_Aim of the exercise:_ Leave out the images; return the rest of the data exactly.

Data items
____

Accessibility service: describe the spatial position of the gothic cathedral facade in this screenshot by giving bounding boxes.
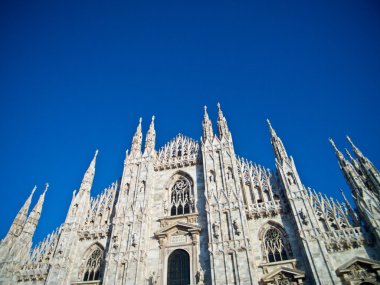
[1,104,380,285]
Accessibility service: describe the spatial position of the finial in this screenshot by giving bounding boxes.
[217,102,221,109]
[340,188,350,204]
[94,149,99,158]
[31,185,37,195]
[345,148,355,161]
[346,135,358,151]
[44,183,49,194]
[203,105,210,119]
[152,115,155,121]
[139,117,142,124]
[328,138,338,151]
[266,119,277,136]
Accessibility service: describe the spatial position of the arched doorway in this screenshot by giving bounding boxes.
[167,249,190,285]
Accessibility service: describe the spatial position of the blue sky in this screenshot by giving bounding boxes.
[0,1,379,244]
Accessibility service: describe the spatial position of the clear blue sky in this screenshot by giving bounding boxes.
[1,1,379,244]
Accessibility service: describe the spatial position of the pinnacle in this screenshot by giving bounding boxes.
[31,185,37,195]
[266,119,277,137]
[346,135,359,151]
[329,138,345,160]
[43,183,49,194]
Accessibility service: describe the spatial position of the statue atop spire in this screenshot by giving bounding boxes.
[79,150,98,194]
[216,102,230,139]
[144,115,156,154]
[267,119,289,163]
[202,106,213,142]
[131,117,143,156]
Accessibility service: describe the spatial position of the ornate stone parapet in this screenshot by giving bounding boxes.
[317,227,366,252]
[247,200,282,220]
[77,224,111,240]
[17,262,49,282]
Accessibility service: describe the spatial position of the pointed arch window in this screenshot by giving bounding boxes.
[263,227,290,263]
[170,177,193,216]
[82,247,103,281]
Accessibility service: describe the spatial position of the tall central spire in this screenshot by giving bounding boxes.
[202,106,213,142]
[144,116,156,154]
[216,102,230,139]
[131,117,143,156]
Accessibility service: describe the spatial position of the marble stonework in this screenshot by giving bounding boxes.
[1,104,379,285]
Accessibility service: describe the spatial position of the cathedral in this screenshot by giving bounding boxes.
[1,103,379,285]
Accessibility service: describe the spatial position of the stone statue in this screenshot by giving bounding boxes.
[212,222,220,239]
[196,267,205,284]
[148,271,157,285]
[233,219,241,235]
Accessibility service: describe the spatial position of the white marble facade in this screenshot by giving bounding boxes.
[1,104,380,285]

____

_Exercise output:_
Accessibility service: describe the spatial position of the gothic cathedral facade in this screenshot by giving bounding boxes.
[1,104,380,285]
Accessibility service: describe the spatial position of the finial in this screenshot by giving bounding boxes.
[217,102,221,109]
[340,188,350,204]
[94,149,99,158]
[31,185,37,195]
[345,148,355,161]
[346,135,358,151]
[44,183,49,194]
[203,105,210,119]
[152,115,155,121]
[139,117,142,124]
[328,138,338,151]
[266,119,277,136]
Accessibility service: describe the spatial position of the arched doorway in this screenshot by giving bounding boxes.
[167,249,190,285]
Accessibility service: describe the spatial position of the blue sky in this screenshot by giving bounding boxes.
[0,1,379,244]
Accessibility service: describe the spatial position of the clear blue sky in this screenshot by giving bounding boxes.
[1,1,379,244]
Accessibility service: describe the spatial position of the pinnacle in this screenshot by giving bounding boxes.
[31,185,37,195]
[266,119,277,137]
[346,135,359,151]
[329,138,345,160]
[43,183,49,194]
Accessibility service: describe the spatial position of the statue atop spire in this screenshot by giving bounding boxes.
[79,150,98,194]
[216,102,230,139]
[144,115,156,154]
[267,119,289,163]
[202,106,213,142]
[131,117,143,156]
Accessibility service: describe the spatial position of the ornate stone parapet in this screenshot by giving bounding boxes.
[317,227,366,252]
[247,200,282,220]
[77,224,111,240]
[17,262,49,282]
Accessibility service: describe the spatial position of the pointed arch window in this screenshot by giving bounding boxes.
[263,227,290,263]
[170,177,193,216]
[82,247,103,281]
Accessibility service: describe the spatial position of the tall central spire in this screenshot by giving bounding boxes.
[202,106,213,142]
[144,116,156,154]
[216,102,230,139]
[131,117,143,156]
Accessibility service: describe the spatial position of the marble stonework in this screenshot by giving bounding boxes.
[1,104,379,285]
Accessibility service: describe the spatial position of the cathedral in this screenshot by giving bounding boxes.
[1,103,379,285]
Accessibility service: describe the spatial position of the stone statue in this screenshot by giving bounding boxes.
[212,222,220,239]
[196,267,205,284]
[148,271,157,285]
[233,219,241,235]
Accessibility service: describe the spatial position of the white marble facade in this screenshot by giving bounding boxes.
[1,104,380,285]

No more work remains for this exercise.